_WRITTEN TASK_
Lines from the one containing "Check that every instance of the blue sky" through the end of the data are to be returned exactly, and no others.

======== EXTRACTED ENTRIES

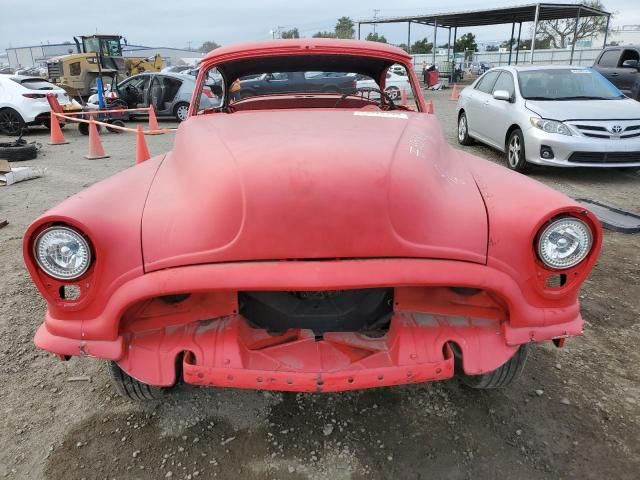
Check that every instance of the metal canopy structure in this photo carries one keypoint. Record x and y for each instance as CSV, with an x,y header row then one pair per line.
x,y
520,14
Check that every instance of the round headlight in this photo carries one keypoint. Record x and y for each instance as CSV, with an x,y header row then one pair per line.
x,y
565,243
62,253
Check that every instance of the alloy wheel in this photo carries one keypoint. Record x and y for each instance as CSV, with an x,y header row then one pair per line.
x,y
462,128
10,122
515,151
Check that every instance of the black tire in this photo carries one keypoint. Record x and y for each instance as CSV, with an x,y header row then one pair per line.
x,y
500,377
47,124
516,153
11,123
18,151
463,130
130,388
180,111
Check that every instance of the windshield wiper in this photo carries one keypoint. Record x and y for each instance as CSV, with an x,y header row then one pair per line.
x,y
585,97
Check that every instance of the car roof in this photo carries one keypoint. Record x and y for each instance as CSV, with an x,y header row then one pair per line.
x,y
21,78
178,75
525,68
308,45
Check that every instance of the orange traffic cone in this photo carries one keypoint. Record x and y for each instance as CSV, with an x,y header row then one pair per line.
x,y
454,93
430,106
142,152
95,145
153,121
57,138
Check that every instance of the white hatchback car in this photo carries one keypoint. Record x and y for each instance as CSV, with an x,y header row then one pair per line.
x,y
23,102
563,116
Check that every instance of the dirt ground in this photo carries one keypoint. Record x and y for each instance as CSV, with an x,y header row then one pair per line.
x,y
575,413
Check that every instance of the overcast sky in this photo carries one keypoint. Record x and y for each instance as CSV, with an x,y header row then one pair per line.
x,y
180,23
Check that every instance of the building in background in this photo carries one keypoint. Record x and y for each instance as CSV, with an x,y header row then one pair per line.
x,y
37,55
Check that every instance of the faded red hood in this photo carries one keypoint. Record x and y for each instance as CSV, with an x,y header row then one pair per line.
x,y
311,184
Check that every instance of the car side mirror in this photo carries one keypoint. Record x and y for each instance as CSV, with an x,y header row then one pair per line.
x,y
502,95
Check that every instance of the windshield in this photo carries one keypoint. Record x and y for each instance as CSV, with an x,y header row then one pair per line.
x,y
566,84
339,89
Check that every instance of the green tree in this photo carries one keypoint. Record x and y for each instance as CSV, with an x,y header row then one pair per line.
x,y
324,35
376,37
467,43
559,33
293,33
422,47
344,28
208,46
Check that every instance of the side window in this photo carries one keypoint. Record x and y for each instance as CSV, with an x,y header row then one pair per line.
x,y
609,59
171,85
487,82
628,55
74,69
505,82
214,88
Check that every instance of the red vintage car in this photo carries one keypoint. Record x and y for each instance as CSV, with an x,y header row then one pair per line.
x,y
307,239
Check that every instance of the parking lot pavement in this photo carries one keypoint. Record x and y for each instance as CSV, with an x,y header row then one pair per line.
x,y
575,413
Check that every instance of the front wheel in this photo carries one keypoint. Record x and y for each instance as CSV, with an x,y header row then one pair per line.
x,y
516,159
11,122
463,130
130,388
501,377
181,111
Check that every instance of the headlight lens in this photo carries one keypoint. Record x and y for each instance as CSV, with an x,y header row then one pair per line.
x,y
565,243
62,253
550,126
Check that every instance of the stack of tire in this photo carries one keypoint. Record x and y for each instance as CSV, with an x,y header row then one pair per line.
x,y
18,150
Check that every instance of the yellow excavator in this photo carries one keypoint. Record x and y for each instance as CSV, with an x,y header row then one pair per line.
x,y
97,56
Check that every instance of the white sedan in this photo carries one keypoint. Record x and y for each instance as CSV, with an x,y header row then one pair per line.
x,y
23,102
394,85
564,116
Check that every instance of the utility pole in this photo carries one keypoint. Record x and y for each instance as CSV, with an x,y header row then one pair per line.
x,y
277,33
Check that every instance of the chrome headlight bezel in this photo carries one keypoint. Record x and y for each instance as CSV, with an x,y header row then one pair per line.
x,y
50,267
548,250
550,126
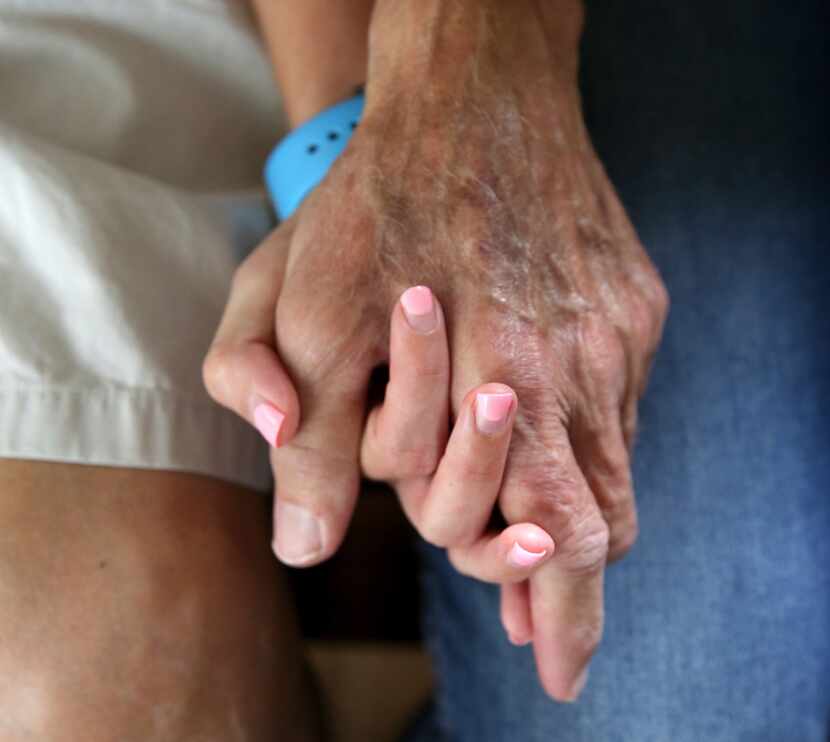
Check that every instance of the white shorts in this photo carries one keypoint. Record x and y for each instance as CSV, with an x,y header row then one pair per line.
x,y
132,138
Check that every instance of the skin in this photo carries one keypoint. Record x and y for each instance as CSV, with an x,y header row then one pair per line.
x,y
471,173
144,605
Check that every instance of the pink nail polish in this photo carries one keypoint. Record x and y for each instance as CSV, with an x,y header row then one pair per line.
x,y
419,309
298,534
522,558
492,411
268,420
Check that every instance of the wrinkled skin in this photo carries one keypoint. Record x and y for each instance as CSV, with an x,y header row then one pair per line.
x,y
484,186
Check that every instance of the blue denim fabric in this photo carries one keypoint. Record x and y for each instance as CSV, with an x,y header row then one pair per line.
x,y
712,118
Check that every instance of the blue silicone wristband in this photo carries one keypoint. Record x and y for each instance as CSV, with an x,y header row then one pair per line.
x,y
302,159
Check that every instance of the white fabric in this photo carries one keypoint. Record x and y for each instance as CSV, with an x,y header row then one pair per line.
x,y
132,138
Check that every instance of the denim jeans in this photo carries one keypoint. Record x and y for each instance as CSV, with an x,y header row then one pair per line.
x,y
711,118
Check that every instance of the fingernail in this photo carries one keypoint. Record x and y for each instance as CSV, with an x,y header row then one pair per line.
x,y
419,308
298,537
579,685
492,410
522,558
268,420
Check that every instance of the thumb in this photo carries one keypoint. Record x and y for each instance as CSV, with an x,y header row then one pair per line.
x,y
242,370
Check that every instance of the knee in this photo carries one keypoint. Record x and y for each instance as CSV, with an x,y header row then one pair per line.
x,y
148,617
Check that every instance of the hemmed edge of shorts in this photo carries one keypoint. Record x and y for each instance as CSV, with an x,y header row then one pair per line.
x,y
148,428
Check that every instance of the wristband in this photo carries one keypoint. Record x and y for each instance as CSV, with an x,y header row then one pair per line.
x,y
302,159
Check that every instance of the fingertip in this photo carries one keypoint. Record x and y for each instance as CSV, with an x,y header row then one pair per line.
x,y
530,545
420,309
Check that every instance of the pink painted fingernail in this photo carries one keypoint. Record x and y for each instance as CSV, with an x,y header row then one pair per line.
x,y
419,309
298,536
268,420
492,411
523,558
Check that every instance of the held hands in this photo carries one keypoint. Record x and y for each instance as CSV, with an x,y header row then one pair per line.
x,y
550,314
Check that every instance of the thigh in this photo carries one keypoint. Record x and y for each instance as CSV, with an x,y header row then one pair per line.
x,y
718,622
143,605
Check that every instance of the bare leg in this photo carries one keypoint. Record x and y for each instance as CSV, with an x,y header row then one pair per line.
x,y
143,605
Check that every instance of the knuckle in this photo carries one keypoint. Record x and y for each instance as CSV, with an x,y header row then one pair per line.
x,y
600,351
585,547
622,539
586,637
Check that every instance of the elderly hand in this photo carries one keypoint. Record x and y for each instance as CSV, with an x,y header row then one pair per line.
x,y
471,173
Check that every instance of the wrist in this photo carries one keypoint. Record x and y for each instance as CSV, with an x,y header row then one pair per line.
x,y
421,44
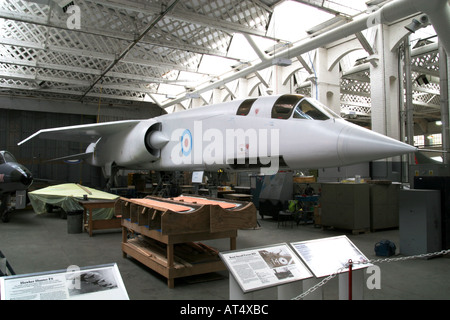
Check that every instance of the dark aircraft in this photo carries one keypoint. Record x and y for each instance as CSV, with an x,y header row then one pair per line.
x,y
13,177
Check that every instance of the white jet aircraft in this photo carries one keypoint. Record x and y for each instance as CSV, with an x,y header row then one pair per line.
x,y
265,134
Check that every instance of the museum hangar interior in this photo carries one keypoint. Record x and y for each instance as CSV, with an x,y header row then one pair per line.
x,y
106,102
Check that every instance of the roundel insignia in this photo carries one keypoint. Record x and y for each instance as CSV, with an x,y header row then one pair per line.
x,y
186,142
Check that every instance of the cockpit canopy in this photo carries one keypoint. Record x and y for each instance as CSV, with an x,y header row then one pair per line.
x,y
6,157
293,106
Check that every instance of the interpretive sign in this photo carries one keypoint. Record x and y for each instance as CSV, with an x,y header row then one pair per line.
x,y
264,267
93,283
328,255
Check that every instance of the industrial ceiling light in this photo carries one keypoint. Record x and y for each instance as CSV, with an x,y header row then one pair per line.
x,y
422,79
417,24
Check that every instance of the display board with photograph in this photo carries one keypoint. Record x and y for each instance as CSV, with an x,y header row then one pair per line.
x,y
264,267
328,255
91,283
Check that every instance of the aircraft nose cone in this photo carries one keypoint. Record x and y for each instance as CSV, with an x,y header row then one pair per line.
x,y
23,176
357,144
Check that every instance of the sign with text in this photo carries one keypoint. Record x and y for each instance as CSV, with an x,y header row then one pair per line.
x,y
326,256
93,283
263,267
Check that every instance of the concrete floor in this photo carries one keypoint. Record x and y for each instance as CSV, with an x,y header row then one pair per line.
x,y
36,243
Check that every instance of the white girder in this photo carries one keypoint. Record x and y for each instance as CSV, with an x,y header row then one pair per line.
x,y
40,55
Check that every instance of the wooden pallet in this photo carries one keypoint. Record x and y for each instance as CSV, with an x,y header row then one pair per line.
x,y
169,229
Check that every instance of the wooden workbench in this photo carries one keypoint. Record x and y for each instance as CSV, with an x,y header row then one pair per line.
x,y
173,223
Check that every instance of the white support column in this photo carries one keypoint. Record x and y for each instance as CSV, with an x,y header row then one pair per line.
x,y
278,75
385,101
385,87
327,82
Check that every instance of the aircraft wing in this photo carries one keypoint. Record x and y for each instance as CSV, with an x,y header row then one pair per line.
x,y
83,133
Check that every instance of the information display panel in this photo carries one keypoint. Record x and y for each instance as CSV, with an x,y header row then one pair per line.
x,y
263,267
326,256
92,283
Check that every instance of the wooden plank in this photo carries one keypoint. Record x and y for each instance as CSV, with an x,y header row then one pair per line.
x,y
182,223
243,218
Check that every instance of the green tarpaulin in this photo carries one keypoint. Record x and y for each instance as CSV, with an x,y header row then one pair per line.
x,y
66,196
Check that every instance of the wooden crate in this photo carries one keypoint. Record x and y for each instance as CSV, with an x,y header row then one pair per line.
x,y
168,227
188,214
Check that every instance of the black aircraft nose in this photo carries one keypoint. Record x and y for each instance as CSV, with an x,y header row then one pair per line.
x,y
23,176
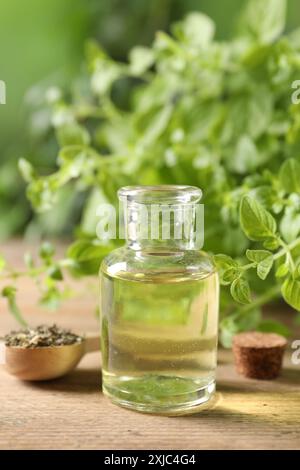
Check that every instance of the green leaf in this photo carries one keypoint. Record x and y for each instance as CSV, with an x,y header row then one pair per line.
x,y
264,20
272,326
46,250
282,270
26,170
141,59
291,292
257,223
55,273
2,263
271,243
256,256
264,260
157,125
10,293
264,267
28,260
106,72
245,158
290,224
196,30
240,291
229,275
224,262
289,176
227,268
88,255
72,134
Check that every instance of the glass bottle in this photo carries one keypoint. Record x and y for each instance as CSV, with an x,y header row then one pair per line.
x,y
159,305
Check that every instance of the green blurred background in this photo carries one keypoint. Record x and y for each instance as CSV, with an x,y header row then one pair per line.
x,y
41,45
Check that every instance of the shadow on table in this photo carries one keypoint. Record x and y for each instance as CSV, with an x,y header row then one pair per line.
x,y
78,381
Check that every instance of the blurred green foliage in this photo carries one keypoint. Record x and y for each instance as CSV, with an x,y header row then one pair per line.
x,y
41,44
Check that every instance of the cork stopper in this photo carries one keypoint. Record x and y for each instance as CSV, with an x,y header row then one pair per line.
x,y
258,355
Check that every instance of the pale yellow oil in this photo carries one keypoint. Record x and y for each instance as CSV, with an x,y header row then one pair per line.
x,y
159,338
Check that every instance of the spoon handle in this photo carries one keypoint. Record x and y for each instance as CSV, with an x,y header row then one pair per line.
x,y
92,343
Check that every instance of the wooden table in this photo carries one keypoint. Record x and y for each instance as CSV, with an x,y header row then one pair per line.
x,y
72,413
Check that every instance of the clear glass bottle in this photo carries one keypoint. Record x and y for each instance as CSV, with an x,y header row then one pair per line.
x,y
159,306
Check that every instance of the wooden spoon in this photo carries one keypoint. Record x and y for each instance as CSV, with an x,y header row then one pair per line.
x,y
48,362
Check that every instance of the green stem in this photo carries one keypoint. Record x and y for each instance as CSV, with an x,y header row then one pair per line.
x,y
287,248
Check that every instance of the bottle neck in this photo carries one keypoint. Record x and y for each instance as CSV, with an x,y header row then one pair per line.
x,y
162,227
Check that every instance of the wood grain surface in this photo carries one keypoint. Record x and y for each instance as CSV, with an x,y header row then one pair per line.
x,y
72,413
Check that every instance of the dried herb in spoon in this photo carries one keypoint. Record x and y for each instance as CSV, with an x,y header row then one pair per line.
x,y
41,337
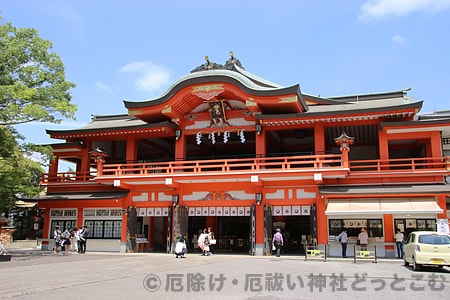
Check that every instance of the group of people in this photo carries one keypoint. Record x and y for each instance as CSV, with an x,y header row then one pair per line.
x,y
206,241
73,239
363,241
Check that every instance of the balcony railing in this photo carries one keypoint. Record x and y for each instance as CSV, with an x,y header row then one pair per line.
x,y
308,163
245,165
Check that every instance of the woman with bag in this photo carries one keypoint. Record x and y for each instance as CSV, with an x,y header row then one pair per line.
x,y
363,239
343,240
212,240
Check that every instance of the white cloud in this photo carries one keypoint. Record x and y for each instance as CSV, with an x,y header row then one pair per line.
x,y
102,87
151,77
375,9
398,39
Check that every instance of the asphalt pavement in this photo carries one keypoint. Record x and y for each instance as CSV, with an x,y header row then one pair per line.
x,y
35,274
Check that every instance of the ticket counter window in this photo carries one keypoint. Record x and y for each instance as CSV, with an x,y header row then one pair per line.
x,y
353,226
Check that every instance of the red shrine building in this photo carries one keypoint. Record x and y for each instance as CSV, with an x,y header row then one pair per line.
x,y
226,149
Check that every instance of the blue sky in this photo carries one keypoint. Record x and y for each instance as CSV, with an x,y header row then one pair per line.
x,y
135,49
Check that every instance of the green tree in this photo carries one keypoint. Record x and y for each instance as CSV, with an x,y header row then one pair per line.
x,y
32,79
19,175
33,88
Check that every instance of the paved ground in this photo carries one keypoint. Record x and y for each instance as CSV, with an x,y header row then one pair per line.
x,y
33,274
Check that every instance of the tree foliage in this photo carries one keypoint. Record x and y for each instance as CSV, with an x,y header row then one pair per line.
x,y
19,175
33,88
32,79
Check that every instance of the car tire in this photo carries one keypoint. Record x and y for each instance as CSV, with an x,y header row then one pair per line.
x,y
416,266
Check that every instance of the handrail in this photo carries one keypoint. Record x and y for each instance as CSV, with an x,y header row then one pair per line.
x,y
314,163
68,177
225,166
398,165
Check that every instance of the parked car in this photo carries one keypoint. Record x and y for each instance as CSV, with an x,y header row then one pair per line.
x,y
427,248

================

_COMPLETE RESPONSE_
Check that every instance of the blue sky in this photo carries one keypoint. Record x and y for each instance as CSV, with an x,y header row then one pair per line.
x,y
135,49
Check that every instance of the green tree in this photo carries one keypoint. Record x and y for each instance as CSV, with an x,y header row then one pair per line.
x,y
32,79
19,175
33,88
Check that every instance of the paved ground in this photo carries one keypoint. Record x and y for each instance as CSV, with an x,y header row then one pair per line.
x,y
33,274
Check that every instance of the tree foliage in this photo carries one keypoint. Record x and y for each instance as CSV, with an x,y header row then one pair per line.
x,y
19,175
33,88
32,79
Check that every instance of the car tire in this photo carries one keypoint. Record x and y for each instance as CSV, with an x,y header row then one pair per line.
x,y
416,266
Check that every instance of the handrail in this photo carries one keypoint. Record x and y for each instance as CSV, with an x,y header row then one pair per line.
x,y
314,163
68,177
225,166
398,165
Check that every instance of the parked car in this photo carries one keypoint. Record x and y for each instance as CSV, with an x,y header row then one pair per line.
x,y
427,248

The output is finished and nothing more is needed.